§ BRIEF
In the records that come next, find every line with "tree". Return those lines.

Dataset items
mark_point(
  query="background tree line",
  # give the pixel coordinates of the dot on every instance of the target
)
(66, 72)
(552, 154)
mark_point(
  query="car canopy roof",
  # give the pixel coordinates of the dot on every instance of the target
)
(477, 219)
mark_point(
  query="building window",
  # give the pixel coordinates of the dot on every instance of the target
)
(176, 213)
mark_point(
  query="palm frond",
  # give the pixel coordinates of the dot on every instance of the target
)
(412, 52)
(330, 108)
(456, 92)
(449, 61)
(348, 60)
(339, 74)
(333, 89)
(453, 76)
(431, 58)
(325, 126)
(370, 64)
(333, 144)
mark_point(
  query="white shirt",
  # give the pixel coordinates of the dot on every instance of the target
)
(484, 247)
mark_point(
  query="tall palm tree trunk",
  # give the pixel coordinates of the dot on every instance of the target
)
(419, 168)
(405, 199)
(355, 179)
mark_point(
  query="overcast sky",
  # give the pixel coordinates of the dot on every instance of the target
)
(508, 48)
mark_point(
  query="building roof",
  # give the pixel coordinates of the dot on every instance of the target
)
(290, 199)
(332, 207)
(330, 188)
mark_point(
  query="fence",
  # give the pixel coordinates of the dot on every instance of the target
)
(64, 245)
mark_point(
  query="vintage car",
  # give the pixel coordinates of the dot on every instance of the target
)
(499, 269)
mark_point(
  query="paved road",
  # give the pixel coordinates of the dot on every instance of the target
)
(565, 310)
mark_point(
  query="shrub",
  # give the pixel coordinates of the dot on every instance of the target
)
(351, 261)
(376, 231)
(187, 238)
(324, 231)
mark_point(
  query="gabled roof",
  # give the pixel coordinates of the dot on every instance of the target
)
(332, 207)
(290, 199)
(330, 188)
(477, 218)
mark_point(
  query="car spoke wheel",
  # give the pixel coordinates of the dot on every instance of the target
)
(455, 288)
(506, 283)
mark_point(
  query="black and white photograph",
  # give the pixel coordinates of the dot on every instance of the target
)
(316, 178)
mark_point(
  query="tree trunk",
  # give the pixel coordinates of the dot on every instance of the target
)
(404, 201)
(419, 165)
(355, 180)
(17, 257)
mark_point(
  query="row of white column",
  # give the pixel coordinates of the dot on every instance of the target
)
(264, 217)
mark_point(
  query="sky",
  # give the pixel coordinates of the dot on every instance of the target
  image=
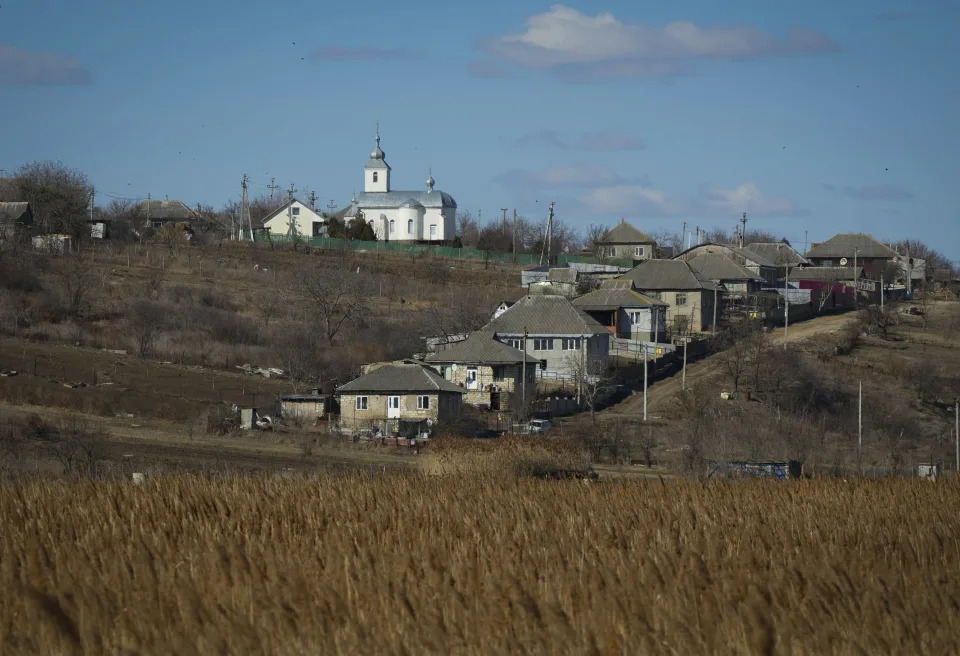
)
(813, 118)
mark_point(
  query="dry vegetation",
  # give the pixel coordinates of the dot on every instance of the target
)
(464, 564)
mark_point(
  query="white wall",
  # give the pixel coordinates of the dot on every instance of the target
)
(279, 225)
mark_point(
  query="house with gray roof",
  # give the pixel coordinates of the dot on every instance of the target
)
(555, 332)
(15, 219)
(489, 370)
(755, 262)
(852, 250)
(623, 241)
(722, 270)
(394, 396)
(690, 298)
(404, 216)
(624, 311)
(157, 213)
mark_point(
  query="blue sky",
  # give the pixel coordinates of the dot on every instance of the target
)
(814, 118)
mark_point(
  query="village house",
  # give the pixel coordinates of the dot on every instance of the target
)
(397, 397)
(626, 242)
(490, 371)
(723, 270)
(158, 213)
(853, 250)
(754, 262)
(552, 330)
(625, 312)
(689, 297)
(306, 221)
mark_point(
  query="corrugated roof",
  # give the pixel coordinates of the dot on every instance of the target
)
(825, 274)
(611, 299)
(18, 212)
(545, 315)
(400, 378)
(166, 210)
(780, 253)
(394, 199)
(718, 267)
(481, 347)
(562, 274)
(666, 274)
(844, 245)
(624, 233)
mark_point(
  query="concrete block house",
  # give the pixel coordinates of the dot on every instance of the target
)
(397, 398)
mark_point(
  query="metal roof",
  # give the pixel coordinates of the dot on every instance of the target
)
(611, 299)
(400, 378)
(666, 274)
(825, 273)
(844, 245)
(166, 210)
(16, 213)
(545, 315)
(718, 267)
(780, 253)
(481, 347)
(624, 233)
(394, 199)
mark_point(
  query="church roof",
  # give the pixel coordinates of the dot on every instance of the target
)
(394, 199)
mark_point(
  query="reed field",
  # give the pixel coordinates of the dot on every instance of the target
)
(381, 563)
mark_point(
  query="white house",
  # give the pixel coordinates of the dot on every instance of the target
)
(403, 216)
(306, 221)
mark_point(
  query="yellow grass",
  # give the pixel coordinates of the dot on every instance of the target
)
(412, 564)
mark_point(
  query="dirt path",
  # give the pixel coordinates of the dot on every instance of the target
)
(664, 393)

§ PROBLEM SOLUTION
  query="background tree line",
  query="tall palm tree trunk",
  query="tree trunk",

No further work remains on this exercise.